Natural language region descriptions
++++++++

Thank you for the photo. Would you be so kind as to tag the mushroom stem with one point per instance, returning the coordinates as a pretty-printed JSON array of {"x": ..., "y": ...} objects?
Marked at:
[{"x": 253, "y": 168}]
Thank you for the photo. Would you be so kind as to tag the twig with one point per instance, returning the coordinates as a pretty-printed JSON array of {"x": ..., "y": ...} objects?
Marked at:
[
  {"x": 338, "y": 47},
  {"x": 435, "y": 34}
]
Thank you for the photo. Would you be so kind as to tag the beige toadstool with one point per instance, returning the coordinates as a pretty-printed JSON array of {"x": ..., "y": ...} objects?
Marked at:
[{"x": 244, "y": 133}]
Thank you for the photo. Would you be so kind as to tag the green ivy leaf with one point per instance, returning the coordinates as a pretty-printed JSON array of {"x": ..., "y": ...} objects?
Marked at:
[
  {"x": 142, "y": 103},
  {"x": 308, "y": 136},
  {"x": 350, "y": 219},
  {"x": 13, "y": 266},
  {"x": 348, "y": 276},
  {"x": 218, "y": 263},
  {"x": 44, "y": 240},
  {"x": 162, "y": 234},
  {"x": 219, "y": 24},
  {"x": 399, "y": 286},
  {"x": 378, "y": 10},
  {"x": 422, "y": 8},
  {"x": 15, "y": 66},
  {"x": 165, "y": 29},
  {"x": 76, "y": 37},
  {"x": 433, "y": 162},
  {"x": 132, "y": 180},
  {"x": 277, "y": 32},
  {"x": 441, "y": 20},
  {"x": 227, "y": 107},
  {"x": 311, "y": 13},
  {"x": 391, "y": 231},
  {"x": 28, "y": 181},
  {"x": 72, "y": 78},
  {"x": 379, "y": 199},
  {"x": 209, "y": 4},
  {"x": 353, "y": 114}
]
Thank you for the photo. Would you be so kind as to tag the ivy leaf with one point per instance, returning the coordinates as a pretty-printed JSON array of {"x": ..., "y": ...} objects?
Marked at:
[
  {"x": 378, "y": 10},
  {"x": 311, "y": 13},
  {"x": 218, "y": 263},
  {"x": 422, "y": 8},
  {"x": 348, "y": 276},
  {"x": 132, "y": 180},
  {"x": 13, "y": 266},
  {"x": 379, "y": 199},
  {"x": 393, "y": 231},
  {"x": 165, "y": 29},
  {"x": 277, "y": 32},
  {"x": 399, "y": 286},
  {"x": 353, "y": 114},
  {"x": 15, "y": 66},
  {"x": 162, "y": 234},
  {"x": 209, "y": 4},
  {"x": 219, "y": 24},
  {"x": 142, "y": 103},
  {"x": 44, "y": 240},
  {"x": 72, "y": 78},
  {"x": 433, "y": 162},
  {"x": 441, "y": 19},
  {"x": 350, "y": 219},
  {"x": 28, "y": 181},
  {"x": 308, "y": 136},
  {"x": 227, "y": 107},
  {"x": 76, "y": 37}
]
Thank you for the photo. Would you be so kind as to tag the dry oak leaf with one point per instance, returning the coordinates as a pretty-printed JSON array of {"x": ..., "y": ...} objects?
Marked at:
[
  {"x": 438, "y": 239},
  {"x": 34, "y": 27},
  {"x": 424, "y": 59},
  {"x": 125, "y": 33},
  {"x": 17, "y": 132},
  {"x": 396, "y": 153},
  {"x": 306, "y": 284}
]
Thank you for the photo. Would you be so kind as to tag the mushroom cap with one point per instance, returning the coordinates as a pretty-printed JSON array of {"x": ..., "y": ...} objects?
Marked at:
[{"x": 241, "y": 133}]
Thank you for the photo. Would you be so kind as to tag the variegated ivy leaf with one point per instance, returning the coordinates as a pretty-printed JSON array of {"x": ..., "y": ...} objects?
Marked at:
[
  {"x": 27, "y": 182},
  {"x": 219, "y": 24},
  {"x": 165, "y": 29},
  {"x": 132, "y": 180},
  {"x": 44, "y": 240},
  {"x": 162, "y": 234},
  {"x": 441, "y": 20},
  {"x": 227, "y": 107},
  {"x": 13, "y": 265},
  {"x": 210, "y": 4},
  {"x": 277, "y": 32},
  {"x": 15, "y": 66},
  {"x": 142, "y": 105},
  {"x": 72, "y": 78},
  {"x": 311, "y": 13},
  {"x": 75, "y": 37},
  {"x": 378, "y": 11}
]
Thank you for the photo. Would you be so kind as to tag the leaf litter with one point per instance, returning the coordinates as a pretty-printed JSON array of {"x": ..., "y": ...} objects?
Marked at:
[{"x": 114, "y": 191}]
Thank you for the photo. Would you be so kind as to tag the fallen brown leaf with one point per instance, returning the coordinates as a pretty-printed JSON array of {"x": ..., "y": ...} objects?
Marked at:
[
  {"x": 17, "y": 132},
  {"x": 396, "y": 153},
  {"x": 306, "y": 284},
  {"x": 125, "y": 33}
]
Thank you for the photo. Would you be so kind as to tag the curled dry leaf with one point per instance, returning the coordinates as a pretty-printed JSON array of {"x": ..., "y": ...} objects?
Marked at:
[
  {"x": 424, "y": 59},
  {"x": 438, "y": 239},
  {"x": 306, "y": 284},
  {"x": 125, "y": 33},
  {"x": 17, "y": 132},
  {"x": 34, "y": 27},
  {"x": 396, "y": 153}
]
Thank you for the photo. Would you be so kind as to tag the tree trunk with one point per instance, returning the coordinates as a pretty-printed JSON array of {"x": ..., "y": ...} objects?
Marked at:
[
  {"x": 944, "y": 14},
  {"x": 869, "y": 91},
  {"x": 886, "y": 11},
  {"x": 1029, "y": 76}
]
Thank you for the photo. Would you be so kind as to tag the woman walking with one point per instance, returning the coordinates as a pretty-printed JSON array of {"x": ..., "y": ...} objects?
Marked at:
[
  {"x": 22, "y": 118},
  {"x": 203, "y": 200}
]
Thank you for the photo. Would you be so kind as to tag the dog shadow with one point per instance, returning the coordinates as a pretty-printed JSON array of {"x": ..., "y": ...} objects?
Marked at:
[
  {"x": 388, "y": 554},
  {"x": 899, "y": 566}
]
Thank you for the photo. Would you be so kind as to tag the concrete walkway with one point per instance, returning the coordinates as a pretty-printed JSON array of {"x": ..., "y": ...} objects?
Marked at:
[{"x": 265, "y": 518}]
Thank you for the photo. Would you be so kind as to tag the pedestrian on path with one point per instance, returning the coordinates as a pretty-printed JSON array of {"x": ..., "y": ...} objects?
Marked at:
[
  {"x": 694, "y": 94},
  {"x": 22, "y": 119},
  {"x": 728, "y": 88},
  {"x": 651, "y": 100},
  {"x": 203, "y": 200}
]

++++++++

• _TASK DETAILS_
What are the lines above, starting at the one with "tag the twig" and ending at the one with "tag the ivy"? Give them again exactly, and only them.

• _EXPECTED ANSWER_
Thank you for the photo. Would you be so kind as to tag the twig with one point per instance, returning the coordinates as a pretty-printed JSON array of {"x": ..., "y": ...} objects?
Marked at:
[
  {"x": 338, "y": 47},
  {"x": 435, "y": 34}
]
Thank you for the photo. Would you be so kind as to tag the beige toadstool with one point per instance, returning the coordinates as a pretty-printed JSON array of {"x": ..., "y": ...} objects?
Marked at:
[{"x": 244, "y": 133}]
Thank you for the photo. Would you be so kind as to tag the green ivy leaf with one point per instance, returning the coordinates as a pretty-printed JSON array of {"x": ..., "y": ...} objects?
Marked at:
[
  {"x": 142, "y": 103},
  {"x": 308, "y": 136},
  {"x": 350, "y": 219},
  {"x": 13, "y": 266},
  {"x": 348, "y": 276},
  {"x": 218, "y": 263},
  {"x": 44, "y": 240},
  {"x": 162, "y": 234},
  {"x": 219, "y": 24},
  {"x": 399, "y": 286},
  {"x": 378, "y": 10},
  {"x": 422, "y": 8},
  {"x": 15, "y": 66},
  {"x": 165, "y": 29},
  {"x": 76, "y": 37},
  {"x": 433, "y": 162},
  {"x": 132, "y": 180},
  {"x": 277, "y": 32},
  {"x": 441, "y": 20},
  {"x": 227, "y": 107},
  {"x": 311, "y": 13},
  {"x": 391, "y": 231},
  {"x": 28, "y": 181},
  {"x": 72, "y": 78},
  {"x": 379, "y": 199},
  {"x": 209, "y": 4},
  {"x": 353, "y": 114}
]
Thank you for the photo. Would you be so kind as to tag the ivy leaf with one point per instance, returning the coordinates as a pretty-printed JSON array of {"x": ..., "y": ...} objects?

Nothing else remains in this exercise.